Short exercise: Please copy every line of the material below word for word, with no changes.

Records of labeled boxes:
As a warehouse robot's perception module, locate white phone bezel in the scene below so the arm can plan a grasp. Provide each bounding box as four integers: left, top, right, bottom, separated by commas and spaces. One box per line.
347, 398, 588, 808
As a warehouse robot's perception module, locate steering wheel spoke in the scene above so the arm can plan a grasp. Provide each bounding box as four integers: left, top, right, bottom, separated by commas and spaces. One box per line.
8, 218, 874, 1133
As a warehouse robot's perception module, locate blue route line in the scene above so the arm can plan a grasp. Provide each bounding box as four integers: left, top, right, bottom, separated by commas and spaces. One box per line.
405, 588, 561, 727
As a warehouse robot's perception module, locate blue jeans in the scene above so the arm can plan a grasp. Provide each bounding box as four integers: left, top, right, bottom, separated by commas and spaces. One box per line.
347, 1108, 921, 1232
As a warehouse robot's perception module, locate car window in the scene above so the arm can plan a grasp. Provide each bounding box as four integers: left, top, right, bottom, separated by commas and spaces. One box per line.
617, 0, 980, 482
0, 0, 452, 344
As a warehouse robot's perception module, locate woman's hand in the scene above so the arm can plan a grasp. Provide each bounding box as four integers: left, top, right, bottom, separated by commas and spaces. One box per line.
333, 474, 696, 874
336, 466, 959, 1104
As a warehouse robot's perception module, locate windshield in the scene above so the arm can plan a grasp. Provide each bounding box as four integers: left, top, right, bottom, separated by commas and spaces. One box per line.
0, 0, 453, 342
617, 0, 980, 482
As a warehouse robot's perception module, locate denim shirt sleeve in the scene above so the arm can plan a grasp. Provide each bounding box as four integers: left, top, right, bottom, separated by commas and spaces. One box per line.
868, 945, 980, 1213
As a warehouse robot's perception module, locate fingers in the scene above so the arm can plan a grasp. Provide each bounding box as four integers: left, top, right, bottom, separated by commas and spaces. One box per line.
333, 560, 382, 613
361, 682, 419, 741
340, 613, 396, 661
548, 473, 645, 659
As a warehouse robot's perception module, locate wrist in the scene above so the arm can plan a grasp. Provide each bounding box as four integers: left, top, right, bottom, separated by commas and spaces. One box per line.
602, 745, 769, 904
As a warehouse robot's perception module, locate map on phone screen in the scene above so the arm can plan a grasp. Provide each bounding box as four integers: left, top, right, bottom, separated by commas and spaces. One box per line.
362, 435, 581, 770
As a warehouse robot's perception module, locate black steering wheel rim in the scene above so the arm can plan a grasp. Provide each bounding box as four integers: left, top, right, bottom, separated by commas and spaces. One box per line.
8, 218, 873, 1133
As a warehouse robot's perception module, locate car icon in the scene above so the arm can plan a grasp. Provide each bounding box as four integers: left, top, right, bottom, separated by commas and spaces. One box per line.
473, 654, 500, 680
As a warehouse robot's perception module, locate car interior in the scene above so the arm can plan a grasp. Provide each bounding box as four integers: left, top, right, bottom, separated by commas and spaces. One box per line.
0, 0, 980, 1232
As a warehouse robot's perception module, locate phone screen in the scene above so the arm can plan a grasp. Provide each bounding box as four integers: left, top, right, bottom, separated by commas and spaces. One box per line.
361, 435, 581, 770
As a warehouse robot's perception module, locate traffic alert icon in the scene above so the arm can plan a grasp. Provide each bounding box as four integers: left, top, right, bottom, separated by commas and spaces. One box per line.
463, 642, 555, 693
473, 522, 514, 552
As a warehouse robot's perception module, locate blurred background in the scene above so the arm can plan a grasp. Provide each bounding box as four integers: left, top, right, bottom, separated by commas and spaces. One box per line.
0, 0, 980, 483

Response to this task:
As a warehouse robot's perception module, locate white phone bezel in the scene below so the arm can plan a grasp. Provide each bounding box as four integers: left, top, right, bottom, separated by commas and spaces. One box per line.
347, 398, 588, 808
As a warehouse robot's perception module, locate steering wheel spoke in the scene above so the arm can plan a grasp. Provide each bounding box as four integers: left, top, right, bottom, separated by commas and spaces. One box per line.
8, 218, 874, 1133
As a warehouse robot's perception module, locate blue route line in the scene above so the arm can plan a grasp. Provide each bounding box as four integers: left, top, right, bottom, separated by commas and spaces. One box per line.
405, 588, 561, 727
As a warehouse robot's perception module, locate blue jeans in the scene above so the arm can plan a grasp. Provide each bounding box as four integers: left, top, right, bottom, separated by commas and spaces. One box per line.
347, 1108, 921, 1232
As a warehouse robot's perception module, locate car window in the scene above so the arm can plan a grasp. Provide each bounding box as four integers: left, top, right, bottom, separated by commas and spaces. One box per line.
617, 0, 980, 482
0, 0, 452, 344
As a warehouse robot's perception module, locate woman's hand in the scene above so the arm can plan a grasp. Provide each bounding box as four integers: left, top, right, bottom, separated by commas and spaces. One box per line.
333, 474, 696, 874
336, 466, 959, 1104
As a warehouse robot's perception module, locate windshield in the scene above so the arm can plan a grasp. Provide each bounding box as four integers: left, top, right, bottom, separated by commas and spaces. One box per line.
0, 0, 453, 342
617, 0, 980, 482
As a warehouse robot's perception module, locate denim shirt sleeve in the scene above so the arm can plan a grasp. Provide each bounding box as four integers: left, top, right, bottom, separated by commas and spaces. One box per line.
868, 945, 980, 1213
As a warehouse robot's perception module, locate fingers in the scene above so the arm can plan a grasp. Provide each bounding box as four integers: left, top, right, bottom, separated by commas and spaces. One box per line.
333, 560, 382, 613
361, 682, 419, 741
340, 613, 396, 661
548, 473, 645, 659
As a warehouse robot's perception module, locate wrist in the scene above so the arm can plan a grasp. Provide each bounding box as four integers: left, top, right, bottom, separated by commas and spaces. One box per line.
602, 745, 769, 904
As a warehouse robot's perception module, locate map on phone screen in the scene above so the arm can plan a grasp. Provide each bounding box as four integers: left, top, right, bottom, separated by commas and spaces. One box per line.
362, 435, 581, 770
As a warehouse robot's perception module, locate black steering wheel rim in the scene above so the arm can plan a grasp. Provide each bounding box as four integers: left, top, right, bottom, separated by commas and spaces. One box per line.
8, 218, 873, 1133
As a warehouse robot's perception module, locate car icon in the scene above so the arm can plan a grasp. Provide each bounding box as four integers: left, top, right, bottom, separated by commas and spaces. One box per line.
473, 654, 500, 680
As a warehouse robot's perception module, locate car interior in the scene above so the arm can plan a grasp. Provide each bounding box as four integers: left, top, right, bottom, separated by commas and spaces. One box per line.
0, 0, 980, 1232
As a warehouse robot's perception module, locate phone screen in the scene above so the arm can plan a grasp. Provide each bounding box as four integers: left, top, right, bottom, separated by commas and spaces. One box per line.
361, 435, 581, 770
As a warehouse robot's perception module, locate traffic alert icon in the scene above so the arm can plan a grasp. Provide each bounding box as four integers: left, top, right, bottom, separated by commas and spaces. One box per line.
463, 642, 555, 693
473, 522, 514, 552
As a warehouse robot's perception module, locate blurred background in the scene above so the arm can plan a grasp. Provide each bounding box as four integers: left, top, right, bottom, separated by commas and spaces. One box per line.
0, 0, 980, 483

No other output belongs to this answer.